___ RECORDS SHOWN

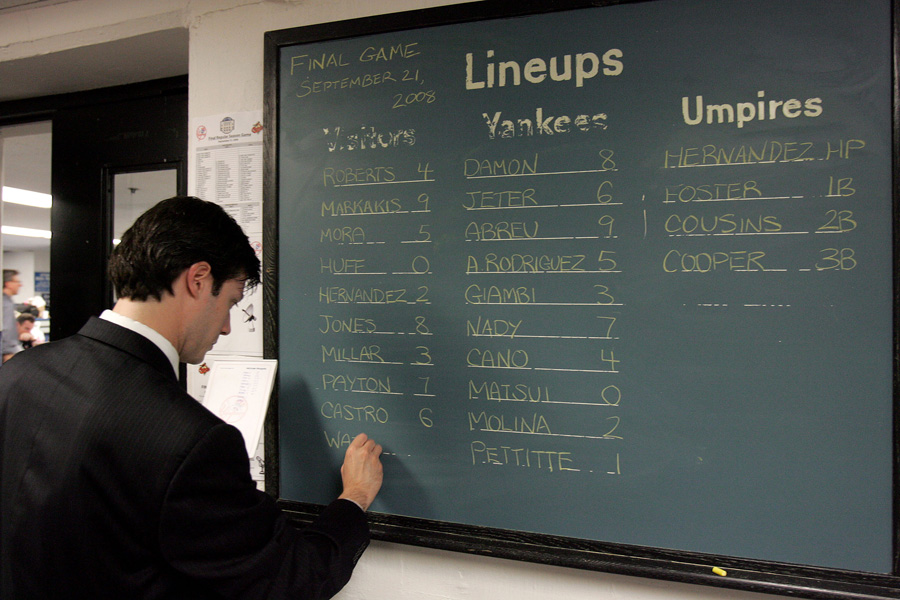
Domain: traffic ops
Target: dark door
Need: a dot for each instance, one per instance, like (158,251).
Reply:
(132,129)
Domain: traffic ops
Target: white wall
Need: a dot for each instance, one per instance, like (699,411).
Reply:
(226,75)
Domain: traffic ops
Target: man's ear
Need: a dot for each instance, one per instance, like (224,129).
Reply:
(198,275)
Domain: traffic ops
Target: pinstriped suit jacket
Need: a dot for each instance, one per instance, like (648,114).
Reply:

______

» TASK PROMPT
In the copy, include all records verbatim but no images.

» RESULT OF THIS TASK
Domain: traffic ops
Target: dark door
Need: a dot for each instance, one per instance, like (158,251).
Reply:
(132,129)
Domain: traffic ops
Target: white wall
Need: a dot for each instance, one per instance, like (699,411).
Reply:
(226,75)
Domain: traffic ops
Target: man's ear
Need: a dot for each instance, one per instance, like (224,129).
Reply:
(198,275)
Domain: traffic ops
Target: pinstriped suit jacket
Need: a dot for each instance, one per instance, like (648,114).
Reply:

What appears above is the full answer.